• EXERCISE DESCRIPTION
The records that follow are to be repeated exactly, in full.

[Referring expression pointing data]

----------------

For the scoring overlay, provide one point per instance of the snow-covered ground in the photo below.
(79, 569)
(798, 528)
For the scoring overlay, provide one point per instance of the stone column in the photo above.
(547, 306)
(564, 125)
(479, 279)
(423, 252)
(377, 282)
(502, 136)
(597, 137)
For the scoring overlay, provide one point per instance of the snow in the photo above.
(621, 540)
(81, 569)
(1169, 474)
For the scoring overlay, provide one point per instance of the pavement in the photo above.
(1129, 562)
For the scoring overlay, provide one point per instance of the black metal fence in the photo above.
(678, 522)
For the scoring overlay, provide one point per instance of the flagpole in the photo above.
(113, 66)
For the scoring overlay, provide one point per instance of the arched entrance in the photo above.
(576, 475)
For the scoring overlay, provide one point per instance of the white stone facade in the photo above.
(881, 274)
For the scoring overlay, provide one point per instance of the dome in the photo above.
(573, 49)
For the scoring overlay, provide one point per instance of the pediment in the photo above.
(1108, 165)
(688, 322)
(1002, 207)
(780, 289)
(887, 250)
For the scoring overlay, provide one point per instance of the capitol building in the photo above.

----------------

• TASK RESULT
For the scoring overlay, provide one point per instance of the snow-covered ground in the photo below.
(79, 569)
(798, 528)
For the scoring overlay, provide one point per instance of the stone column in the photo above.
(547, 306)
(564, 125)
(479, 279)
(423, 252)
(377, 282)
(502, 136)
(597, 137)
For the scoring overlay, provide one point per instance of the snow in the photo above.
(621, 540)
(81, 569)
(1169, 474)
For the scoring overlay, provide one point per instance of the pavement in the photo above.
(1129, 562)
For the scoring overlay, provide one point per instance of the black metal fence in the photo above.
(678, 522)
For the scoring overlay, provide one point per instance of the flagpole in the photo above.
(113, 66)
For the scoring overlay, provide one point per instance of the arched entrance in the photo above.
(576, 475)
For the scoring overlay, provide one point per instance of the white stone facade in the photo above.
(881, 274)
For the scoring overlay, provide one point per instance of the dome in the photo above.
(573, 49)
For the scoring overlay, provide one point per instance of the pediment in the photo above.
(1108, 165)
(688, 322)
(1002, 207)
(780, 289)
(887, 250)
For the scoring overlay, provide one point per instance of the capitol building in the photo above.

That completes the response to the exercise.